● CONSIGNE A:
D'après l'extrait sur la foule et les plates-formes, combien de plates-formes avaient été recensées en 2014 ?
● CONSIGNE B:
Recopiez sans rien changer le passage de l'extrait sur la foule et les plates-formes qui va de « 12 Nous en savons » à « elles donnent accès. ».

● EXTRAIT DU DOCUMENT:
# # # # #
11 Le CS est composé de trois types d’acteurs : l’organisation qui a une tâche à réaliser, la foule prête à contribuer, la plate-forme qui les met en relation. Si les travaux en gestion mettent l’accent sur l’acteur « organisation », il y a peu de données empiriques sur les entreprises recourant au CS (Felstiner, 2011). La notion abstraite de foule offre une catégorisation nouvelle des ressources de l’entreprise. Elle donne un nom à la multitude et à la diversité des contributeurs potentiels. Elle caractérise le CS en tant que dispositif sociotechnique instrumentant le recours aux ressources des internautes. Elle fonde un argumentaire intéressant l’entreprise autour de quatre avantages : la quantité des ressources mobilisables (des milliers de contributeurs en quelques heures), leur accessibilité permanente et rapide, gage de réactivité et de flexibilité pour l’entreprise, une intelligence collective supérieure à celle d’un individu, aussi expert soit-il, un renouvellement rapide des idées, des informations, des connaissances. Si ces avantages sont souvent rappelés, on connaît peu les acteurs composant cette foule. Seules quelques études portent sur les motivations des contributeurs (Brabham, 2013 ; Lebraty et Lobre, 2010). Ce manque de recherche conduit à voir dans la foule une multitude d’amateurs cherchant un lieu où exprimer leurs passions, alors que dans de nombreux secteurs comme la photographie ou la publicité, elle se compose de professionnels tentant leur chance pour vivre de leur travail (Brabham, 2013).

12 Nous en savons plus sur le troisième type d’acteur, les plates-formes de mise en relation (Kaganer et al., 2013) qui sont un objet privilégié des études empiriques. Elles correspondent à la partie la plus visible du dispositif car leur modèle économique est fortement lié à leur visibilité sur la toile et à leur notoriété auprès des internautes. En tant que nouveaux acteurs de l’intermédiation, elles structurent le dispositif. Elles connaissent une croissance exponentielle (plus de 1800 plates-formes recensées en 2014 [2]). En s’appropriant les potentialités du web, elles développent son usage avec une offre de services élargie tout en captant une partie de la valeur créée par les contributeurs. Elles doivent d’ailleurs leur succès aux compétences prêtées à la foule d’acteurs auxquels elles donnent accès.
# # # # #
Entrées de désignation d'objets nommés
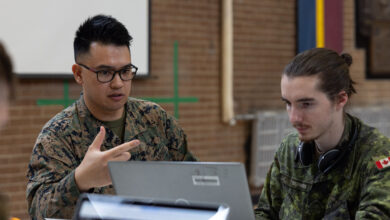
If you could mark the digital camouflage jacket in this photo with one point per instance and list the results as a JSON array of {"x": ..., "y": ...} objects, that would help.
[
  {"x": 64, "y": 140},
  {"x": 354, "y": 189}
]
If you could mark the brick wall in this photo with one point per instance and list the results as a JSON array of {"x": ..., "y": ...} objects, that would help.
[{"x": 264, "y": 42}]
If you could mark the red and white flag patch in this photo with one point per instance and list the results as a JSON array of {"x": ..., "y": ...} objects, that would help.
[{"x": 383, "y": 163}]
# # # # #
● RÉPONSE A:
Plus de 1800 plates-formes.

● RÉPONSE B:
12 Nous en savons plus sur le troisième type d’acteur, les plates-formes de mise en relation (Kaganer et al., 2013) qui sont un objet privilégié des études empiriques. Elles correspondent à la partie la plus visible du dispositif car leur modèle économique est fortement lié à leur visibilité sur la toile et à leur notoriété auprès des internautes. En tant que nouveaux acteurs de l’intermédiation, elles structurent le dispositif. Elles connaissent une croissance exponentielle (plus de 1800 plates-formes recensées en 2014 [2]). En s’appropriant les potentialités du web, elles développent son usage avec une offre de services élargie tout en captant une partie de la valeur créée par les contributeurs. Elles doivent d’ailleurs leur succès aux compétences prêtées à la foule d’acteurs auxquels elles donnent accès.